== Point labeling dataset excerpts ==
+++++

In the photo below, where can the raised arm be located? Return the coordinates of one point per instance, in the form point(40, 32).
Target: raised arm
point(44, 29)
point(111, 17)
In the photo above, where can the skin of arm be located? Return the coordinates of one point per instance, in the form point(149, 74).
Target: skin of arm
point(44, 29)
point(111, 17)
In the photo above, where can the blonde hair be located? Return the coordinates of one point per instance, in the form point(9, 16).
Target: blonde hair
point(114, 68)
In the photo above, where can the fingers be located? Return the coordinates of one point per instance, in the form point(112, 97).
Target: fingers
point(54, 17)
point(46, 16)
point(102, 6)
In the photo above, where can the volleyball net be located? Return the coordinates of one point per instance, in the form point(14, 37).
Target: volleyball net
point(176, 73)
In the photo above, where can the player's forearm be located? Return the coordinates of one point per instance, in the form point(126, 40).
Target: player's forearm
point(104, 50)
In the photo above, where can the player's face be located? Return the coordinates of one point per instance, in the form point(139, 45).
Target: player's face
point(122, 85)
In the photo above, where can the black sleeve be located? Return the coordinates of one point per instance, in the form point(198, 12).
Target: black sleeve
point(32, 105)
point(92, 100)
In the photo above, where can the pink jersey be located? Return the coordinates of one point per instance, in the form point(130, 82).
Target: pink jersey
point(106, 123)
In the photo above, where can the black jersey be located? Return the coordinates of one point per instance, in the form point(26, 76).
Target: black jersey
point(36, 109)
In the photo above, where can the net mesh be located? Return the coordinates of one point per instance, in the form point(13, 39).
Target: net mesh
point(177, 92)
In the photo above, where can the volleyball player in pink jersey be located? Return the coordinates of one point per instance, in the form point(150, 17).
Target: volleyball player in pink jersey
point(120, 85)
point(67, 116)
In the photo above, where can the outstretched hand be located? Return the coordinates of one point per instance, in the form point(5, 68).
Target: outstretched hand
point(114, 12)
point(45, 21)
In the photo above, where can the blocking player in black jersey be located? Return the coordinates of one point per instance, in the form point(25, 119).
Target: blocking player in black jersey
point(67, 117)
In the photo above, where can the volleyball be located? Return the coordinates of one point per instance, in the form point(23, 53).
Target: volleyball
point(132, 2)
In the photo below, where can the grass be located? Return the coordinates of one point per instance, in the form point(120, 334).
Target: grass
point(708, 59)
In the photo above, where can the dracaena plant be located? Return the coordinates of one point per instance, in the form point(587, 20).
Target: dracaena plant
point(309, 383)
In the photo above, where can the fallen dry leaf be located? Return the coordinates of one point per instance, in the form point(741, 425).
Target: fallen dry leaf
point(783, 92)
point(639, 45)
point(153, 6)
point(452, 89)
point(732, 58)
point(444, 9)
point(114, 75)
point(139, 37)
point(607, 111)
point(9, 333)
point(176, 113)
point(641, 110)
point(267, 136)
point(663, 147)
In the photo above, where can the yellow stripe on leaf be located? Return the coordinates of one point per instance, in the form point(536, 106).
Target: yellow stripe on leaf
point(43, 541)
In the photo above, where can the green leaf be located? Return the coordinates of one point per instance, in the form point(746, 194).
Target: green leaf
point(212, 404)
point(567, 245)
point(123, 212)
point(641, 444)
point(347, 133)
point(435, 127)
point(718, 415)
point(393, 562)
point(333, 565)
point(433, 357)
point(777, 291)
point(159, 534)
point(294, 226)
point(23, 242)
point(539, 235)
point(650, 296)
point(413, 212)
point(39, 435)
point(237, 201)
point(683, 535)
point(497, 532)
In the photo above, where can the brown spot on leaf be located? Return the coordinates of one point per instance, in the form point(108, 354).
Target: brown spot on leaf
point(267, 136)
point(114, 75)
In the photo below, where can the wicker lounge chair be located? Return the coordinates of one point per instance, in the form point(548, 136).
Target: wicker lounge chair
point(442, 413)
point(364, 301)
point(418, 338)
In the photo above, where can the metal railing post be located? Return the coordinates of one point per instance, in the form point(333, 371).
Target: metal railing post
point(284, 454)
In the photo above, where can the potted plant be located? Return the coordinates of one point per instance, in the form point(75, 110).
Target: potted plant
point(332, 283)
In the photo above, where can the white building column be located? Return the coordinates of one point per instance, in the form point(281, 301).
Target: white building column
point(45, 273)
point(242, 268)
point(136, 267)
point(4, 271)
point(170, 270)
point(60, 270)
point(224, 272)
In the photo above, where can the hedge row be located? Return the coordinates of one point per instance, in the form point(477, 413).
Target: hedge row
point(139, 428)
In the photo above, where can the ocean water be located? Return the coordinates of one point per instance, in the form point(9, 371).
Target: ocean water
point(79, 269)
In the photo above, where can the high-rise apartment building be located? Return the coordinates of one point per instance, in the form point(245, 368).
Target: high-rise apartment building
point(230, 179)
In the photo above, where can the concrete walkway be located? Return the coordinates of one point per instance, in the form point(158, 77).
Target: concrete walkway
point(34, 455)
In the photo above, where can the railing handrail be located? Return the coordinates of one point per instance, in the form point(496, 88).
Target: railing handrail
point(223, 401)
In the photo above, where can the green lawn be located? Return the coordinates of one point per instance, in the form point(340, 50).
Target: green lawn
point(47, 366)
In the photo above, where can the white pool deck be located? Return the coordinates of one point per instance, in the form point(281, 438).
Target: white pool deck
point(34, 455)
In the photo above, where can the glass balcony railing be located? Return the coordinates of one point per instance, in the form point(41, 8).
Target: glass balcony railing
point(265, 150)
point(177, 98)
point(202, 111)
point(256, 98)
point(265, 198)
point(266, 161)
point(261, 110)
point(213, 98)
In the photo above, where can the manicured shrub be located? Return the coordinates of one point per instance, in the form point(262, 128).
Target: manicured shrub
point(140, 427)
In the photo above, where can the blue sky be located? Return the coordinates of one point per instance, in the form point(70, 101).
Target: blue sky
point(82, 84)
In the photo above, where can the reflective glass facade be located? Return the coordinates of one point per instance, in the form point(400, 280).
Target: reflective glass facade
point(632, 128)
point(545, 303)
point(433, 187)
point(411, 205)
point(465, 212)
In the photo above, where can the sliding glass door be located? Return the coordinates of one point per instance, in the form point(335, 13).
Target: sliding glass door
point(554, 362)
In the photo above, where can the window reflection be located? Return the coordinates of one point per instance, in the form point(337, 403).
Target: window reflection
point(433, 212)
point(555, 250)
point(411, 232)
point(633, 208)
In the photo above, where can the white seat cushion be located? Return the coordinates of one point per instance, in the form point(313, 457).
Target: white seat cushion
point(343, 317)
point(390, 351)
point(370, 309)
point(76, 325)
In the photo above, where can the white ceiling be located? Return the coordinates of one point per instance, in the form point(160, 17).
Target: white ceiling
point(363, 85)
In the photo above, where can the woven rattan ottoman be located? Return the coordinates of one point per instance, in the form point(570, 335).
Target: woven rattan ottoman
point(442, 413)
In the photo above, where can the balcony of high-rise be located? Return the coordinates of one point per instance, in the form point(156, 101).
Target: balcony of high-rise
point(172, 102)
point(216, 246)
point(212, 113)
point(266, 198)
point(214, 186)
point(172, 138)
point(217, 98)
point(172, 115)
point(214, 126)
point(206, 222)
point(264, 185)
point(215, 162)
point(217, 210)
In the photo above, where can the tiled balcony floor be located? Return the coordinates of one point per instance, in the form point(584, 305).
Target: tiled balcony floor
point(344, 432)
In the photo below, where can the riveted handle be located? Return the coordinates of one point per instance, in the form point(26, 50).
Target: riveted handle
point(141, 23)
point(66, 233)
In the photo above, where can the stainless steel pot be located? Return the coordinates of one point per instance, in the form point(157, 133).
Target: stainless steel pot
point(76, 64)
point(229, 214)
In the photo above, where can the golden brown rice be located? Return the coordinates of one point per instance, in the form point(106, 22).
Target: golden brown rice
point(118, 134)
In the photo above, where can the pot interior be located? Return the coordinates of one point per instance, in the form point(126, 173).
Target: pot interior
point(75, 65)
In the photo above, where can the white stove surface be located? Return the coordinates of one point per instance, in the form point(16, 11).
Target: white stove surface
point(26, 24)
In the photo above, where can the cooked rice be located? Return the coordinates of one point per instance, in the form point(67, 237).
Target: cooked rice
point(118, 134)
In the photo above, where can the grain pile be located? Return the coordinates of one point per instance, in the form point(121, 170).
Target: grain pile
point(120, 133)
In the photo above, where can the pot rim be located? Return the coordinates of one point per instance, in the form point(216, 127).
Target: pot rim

+++++

== Task ==
Can you reproduce the data starting at the line that has "In the photo above, where can the white building" and stopping after the line that has "point(224, 272)", offsetting each coordinate on the standalone point lines by 120 and leaving every other line unchanged?

== Result of this exercise ==
In the photo above, where can the white building column be located? Return the coordinates of one point per instance, in the form point(281, 301).
Target: white building column
point(165, 393)
point(362, 388)
point(256, 387)
point(124, 391)
point(290, 390)
point(180, 390)
point(344, 392)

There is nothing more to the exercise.